== EXERCISE MATERIAL ==
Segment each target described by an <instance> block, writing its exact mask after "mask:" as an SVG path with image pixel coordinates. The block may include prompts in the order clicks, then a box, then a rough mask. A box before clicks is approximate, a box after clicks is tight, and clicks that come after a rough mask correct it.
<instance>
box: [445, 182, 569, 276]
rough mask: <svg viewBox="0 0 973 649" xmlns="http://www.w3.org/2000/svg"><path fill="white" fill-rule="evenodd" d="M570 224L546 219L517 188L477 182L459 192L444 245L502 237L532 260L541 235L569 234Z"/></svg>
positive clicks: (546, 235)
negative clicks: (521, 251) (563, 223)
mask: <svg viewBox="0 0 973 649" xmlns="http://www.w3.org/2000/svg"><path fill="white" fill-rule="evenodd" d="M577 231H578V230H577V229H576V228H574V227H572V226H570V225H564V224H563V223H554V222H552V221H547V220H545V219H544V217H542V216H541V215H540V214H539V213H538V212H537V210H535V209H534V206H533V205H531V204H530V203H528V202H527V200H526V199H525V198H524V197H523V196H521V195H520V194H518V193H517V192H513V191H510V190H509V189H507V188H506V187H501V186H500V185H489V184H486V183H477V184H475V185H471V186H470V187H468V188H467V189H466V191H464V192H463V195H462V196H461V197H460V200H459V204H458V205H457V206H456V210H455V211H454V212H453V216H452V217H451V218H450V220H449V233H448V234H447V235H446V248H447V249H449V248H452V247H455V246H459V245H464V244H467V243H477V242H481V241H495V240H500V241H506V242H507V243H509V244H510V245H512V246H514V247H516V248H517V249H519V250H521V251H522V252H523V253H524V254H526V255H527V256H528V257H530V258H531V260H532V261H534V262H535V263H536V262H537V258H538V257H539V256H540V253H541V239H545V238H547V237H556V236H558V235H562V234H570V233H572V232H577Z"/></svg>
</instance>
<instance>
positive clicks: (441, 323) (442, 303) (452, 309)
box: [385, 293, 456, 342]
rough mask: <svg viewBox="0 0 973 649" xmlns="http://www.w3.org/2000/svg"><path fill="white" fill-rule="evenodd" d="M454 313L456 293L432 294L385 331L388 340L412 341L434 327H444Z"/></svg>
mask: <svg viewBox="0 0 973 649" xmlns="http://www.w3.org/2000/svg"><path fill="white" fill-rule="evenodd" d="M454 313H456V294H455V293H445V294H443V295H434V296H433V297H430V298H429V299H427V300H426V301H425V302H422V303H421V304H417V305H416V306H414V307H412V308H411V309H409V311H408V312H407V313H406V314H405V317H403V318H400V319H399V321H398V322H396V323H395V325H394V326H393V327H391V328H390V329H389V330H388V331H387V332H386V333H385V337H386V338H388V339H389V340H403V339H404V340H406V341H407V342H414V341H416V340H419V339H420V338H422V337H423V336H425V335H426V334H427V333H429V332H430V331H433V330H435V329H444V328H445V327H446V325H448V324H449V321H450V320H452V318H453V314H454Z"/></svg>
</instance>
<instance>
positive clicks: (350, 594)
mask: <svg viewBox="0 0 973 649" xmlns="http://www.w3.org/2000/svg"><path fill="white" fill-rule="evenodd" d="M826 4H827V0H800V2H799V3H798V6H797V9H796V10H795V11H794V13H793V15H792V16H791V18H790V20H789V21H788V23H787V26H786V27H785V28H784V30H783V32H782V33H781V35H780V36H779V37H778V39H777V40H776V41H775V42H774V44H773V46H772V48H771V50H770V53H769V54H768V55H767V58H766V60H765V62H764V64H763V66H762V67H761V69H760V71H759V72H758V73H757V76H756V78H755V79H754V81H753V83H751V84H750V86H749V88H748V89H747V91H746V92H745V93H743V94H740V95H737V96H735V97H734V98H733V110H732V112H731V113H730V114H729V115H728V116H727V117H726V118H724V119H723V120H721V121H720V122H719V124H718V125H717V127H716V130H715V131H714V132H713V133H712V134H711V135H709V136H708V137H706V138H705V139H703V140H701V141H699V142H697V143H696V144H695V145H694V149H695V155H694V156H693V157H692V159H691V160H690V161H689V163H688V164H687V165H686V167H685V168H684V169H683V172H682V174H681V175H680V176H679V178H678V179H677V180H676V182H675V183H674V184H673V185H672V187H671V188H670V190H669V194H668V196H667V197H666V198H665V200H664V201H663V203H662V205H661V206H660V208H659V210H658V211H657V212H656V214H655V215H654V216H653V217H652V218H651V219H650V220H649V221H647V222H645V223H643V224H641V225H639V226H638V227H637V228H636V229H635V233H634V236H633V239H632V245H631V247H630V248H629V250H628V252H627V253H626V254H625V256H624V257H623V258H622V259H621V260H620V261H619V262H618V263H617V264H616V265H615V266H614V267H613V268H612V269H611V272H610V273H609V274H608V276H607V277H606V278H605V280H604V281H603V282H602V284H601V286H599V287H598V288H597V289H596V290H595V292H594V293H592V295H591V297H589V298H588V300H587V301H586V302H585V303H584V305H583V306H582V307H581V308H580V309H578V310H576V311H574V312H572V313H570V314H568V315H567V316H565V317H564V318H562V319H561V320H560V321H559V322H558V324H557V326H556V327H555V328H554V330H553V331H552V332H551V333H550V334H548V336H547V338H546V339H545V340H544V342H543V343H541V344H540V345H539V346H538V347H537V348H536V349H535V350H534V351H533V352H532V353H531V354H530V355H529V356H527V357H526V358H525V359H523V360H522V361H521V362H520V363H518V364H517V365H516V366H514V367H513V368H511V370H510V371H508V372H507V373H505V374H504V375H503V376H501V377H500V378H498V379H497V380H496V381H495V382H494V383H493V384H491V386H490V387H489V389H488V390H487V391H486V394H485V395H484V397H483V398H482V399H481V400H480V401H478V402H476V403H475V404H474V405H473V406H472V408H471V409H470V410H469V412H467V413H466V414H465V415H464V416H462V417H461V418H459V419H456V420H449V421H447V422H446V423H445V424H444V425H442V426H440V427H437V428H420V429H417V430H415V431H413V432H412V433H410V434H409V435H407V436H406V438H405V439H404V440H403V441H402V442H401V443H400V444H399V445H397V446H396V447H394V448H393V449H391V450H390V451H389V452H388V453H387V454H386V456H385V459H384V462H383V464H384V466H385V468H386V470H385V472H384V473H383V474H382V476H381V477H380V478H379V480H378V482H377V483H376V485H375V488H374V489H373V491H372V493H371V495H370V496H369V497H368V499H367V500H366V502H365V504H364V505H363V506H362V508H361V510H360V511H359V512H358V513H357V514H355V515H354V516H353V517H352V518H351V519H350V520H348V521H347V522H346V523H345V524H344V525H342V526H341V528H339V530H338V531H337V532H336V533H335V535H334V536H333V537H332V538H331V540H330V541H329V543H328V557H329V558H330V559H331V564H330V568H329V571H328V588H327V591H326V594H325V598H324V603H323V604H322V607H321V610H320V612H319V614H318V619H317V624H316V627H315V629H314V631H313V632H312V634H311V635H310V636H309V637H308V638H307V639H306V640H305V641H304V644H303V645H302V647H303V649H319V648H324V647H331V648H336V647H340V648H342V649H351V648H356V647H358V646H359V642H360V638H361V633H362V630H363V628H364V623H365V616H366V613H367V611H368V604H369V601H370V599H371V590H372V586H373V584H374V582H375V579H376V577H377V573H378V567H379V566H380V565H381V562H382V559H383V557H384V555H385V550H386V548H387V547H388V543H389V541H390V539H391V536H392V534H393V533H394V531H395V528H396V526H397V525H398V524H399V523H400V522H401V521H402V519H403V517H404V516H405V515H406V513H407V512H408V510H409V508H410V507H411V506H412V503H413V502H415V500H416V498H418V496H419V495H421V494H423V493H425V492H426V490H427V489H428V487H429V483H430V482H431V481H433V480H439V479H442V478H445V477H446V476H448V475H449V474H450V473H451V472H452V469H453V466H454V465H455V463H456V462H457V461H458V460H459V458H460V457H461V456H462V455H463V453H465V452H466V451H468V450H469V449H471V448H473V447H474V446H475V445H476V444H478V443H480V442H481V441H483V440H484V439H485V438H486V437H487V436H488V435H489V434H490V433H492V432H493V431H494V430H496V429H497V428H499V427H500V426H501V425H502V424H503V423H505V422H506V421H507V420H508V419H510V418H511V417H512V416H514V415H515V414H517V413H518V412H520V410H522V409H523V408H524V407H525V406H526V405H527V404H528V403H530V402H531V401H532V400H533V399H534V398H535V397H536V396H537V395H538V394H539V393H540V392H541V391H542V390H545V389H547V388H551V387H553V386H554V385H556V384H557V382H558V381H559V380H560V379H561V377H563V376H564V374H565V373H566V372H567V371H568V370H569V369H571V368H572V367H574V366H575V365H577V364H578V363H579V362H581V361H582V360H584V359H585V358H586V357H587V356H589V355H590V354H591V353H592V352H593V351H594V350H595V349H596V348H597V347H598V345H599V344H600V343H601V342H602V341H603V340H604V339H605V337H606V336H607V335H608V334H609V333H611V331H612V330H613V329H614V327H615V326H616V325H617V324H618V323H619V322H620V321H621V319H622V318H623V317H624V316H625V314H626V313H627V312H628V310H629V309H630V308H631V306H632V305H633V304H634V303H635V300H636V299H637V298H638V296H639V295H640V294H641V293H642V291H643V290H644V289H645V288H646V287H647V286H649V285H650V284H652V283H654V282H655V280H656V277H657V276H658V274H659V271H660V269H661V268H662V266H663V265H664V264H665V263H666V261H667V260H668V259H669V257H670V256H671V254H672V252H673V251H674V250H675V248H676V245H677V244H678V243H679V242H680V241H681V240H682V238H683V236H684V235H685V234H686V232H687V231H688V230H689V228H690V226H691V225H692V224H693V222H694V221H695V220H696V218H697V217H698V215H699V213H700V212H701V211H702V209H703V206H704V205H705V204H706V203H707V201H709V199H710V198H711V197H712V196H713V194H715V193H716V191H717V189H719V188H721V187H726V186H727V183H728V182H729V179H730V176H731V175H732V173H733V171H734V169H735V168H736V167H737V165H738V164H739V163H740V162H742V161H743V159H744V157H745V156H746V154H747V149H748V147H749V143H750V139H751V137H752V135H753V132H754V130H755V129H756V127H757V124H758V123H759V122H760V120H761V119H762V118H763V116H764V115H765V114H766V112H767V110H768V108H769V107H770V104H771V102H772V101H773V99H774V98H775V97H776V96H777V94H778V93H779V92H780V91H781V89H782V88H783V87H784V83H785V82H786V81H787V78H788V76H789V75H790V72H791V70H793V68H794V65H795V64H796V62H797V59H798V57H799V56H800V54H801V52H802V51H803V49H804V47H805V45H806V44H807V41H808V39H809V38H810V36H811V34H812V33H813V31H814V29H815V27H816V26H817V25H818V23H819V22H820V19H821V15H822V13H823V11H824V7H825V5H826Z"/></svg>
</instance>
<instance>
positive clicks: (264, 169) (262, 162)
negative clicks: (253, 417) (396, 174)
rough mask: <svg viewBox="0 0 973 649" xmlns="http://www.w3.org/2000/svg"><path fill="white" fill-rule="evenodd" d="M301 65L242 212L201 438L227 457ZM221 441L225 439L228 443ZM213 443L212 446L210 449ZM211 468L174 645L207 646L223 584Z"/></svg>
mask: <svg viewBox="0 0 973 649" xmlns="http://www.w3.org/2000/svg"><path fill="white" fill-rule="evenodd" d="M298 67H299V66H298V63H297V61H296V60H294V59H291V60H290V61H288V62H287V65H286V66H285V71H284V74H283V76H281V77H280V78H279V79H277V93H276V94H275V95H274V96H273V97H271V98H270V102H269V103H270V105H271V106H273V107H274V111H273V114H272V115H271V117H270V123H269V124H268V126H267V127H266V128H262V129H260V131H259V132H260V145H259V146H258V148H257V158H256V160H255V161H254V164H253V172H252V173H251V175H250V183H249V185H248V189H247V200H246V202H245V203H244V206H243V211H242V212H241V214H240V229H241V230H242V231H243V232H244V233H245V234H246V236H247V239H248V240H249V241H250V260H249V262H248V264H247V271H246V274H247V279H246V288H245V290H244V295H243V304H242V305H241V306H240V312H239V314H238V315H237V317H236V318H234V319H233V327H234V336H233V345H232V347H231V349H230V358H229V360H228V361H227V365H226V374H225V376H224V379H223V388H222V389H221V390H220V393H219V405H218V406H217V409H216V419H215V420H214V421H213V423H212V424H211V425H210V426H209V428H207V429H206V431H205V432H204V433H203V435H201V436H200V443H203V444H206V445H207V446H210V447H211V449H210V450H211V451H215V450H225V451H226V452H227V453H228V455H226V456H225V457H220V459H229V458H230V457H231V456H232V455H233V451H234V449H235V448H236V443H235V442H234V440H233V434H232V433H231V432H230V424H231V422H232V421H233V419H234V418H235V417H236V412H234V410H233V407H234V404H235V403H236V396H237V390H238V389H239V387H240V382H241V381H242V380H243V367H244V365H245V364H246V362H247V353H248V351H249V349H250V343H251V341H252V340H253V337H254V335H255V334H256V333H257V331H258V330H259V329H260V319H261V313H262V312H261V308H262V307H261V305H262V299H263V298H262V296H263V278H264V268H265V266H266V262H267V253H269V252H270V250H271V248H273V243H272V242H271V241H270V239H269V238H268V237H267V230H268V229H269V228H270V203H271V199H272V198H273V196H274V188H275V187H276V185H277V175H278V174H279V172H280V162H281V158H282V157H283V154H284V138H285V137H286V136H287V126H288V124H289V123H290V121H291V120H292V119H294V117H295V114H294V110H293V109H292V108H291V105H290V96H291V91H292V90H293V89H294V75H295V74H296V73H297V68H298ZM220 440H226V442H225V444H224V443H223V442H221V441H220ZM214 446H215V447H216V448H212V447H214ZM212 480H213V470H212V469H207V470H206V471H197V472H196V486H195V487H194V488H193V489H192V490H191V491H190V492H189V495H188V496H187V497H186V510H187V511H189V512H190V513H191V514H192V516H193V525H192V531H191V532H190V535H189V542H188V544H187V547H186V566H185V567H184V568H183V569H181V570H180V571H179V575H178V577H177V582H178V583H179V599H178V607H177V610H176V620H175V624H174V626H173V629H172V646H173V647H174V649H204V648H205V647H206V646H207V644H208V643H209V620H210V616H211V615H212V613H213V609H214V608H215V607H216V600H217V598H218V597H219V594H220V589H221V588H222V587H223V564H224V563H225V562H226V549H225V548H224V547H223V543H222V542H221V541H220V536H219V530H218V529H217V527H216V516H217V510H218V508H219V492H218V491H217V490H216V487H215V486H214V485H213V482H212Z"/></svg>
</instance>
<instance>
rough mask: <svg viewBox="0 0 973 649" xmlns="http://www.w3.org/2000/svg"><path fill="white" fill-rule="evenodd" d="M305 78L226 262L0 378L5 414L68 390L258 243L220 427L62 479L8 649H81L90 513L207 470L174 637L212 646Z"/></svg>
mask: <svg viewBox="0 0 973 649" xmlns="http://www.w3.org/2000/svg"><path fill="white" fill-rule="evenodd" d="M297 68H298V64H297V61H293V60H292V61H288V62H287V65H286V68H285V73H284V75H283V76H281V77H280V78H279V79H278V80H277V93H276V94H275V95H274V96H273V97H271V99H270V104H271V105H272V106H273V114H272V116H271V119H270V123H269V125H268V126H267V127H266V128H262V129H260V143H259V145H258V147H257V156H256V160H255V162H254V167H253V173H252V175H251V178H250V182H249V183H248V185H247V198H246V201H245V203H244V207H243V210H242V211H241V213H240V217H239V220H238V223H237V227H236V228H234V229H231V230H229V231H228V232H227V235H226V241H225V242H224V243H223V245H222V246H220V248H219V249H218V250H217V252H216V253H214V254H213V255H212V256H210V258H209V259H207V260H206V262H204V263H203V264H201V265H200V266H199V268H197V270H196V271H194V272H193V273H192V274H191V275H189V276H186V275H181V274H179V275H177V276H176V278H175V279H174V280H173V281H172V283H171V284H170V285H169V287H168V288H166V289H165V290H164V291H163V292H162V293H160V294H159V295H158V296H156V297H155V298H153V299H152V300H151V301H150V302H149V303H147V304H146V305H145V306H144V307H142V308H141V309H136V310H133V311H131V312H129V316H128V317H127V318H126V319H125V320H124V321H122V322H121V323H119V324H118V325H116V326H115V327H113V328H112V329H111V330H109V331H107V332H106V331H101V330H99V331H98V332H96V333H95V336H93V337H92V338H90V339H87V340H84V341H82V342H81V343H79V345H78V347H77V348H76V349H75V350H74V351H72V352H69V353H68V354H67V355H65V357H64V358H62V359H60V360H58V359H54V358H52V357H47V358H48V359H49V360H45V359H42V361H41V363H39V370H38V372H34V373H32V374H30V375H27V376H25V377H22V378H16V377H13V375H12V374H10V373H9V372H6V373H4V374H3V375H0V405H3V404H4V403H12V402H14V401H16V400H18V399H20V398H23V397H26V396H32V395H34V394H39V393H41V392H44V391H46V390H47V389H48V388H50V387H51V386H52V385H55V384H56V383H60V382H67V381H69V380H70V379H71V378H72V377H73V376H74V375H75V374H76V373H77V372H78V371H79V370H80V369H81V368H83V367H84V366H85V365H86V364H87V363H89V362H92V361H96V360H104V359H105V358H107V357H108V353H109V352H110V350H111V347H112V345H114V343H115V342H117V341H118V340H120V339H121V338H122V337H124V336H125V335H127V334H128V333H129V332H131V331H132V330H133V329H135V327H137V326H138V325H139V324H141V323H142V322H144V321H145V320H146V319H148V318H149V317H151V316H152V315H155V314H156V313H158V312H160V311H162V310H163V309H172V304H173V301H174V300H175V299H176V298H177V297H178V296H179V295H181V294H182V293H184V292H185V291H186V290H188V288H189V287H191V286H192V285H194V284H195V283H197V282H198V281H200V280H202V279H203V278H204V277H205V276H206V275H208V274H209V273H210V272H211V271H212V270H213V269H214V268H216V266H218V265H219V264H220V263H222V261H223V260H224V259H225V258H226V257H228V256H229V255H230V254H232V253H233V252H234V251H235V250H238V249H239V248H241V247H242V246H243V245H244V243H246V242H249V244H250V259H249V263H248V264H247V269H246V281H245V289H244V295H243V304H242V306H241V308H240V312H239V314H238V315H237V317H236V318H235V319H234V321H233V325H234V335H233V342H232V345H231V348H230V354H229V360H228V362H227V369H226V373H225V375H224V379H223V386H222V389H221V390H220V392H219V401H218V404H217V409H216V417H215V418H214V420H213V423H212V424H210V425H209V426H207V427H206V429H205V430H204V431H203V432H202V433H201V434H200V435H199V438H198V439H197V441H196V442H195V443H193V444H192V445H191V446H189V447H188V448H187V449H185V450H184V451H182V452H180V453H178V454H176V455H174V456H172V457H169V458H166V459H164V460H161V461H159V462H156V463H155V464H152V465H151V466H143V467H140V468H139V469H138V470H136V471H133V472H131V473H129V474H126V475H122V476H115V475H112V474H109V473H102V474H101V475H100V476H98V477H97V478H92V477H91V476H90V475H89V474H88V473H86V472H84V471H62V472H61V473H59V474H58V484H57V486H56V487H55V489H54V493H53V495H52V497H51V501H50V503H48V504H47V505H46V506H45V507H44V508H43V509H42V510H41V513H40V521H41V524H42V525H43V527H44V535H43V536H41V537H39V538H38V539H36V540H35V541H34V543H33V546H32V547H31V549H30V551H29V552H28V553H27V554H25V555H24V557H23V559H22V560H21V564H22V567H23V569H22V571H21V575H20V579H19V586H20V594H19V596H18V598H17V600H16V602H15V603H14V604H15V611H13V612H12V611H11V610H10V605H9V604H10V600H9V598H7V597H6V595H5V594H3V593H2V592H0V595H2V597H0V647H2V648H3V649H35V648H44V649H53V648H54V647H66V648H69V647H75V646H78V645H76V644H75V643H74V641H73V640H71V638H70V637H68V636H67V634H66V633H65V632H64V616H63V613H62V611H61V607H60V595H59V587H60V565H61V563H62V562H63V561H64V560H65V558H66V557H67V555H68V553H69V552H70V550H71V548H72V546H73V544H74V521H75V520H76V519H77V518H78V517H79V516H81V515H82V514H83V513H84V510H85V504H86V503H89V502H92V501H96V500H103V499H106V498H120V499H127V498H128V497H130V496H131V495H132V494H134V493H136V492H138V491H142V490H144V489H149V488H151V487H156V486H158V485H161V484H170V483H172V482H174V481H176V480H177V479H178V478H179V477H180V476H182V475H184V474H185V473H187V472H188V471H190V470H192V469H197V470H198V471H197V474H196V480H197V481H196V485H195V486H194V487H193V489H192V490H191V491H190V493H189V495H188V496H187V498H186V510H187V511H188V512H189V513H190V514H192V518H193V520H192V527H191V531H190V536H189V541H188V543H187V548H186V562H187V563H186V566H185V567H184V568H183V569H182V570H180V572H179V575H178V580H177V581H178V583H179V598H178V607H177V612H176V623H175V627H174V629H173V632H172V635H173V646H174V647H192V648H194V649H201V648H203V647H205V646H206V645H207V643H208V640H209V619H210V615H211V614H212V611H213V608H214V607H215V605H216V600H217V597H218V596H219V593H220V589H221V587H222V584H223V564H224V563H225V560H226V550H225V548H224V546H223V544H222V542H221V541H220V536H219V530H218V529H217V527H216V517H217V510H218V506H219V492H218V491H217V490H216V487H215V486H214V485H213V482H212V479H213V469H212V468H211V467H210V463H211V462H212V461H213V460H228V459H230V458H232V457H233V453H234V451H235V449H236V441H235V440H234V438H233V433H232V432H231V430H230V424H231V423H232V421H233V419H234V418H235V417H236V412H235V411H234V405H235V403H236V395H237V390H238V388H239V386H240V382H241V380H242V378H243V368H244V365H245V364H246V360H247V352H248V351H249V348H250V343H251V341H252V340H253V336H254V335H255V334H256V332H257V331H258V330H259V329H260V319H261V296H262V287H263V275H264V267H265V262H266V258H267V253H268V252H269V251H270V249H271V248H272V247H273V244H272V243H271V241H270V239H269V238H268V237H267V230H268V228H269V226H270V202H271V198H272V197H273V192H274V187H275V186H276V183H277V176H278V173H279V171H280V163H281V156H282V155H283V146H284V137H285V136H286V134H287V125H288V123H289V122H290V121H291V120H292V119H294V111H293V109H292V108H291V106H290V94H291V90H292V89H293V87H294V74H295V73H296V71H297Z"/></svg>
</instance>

== INSTRUCTIONS TO FOLLOW ==
Return each line of the data above that includes the word "negative".

== RESULT ==
negative clicks: (521, 251) (563, 223)
negative clicks: (253, 417) (396, 174)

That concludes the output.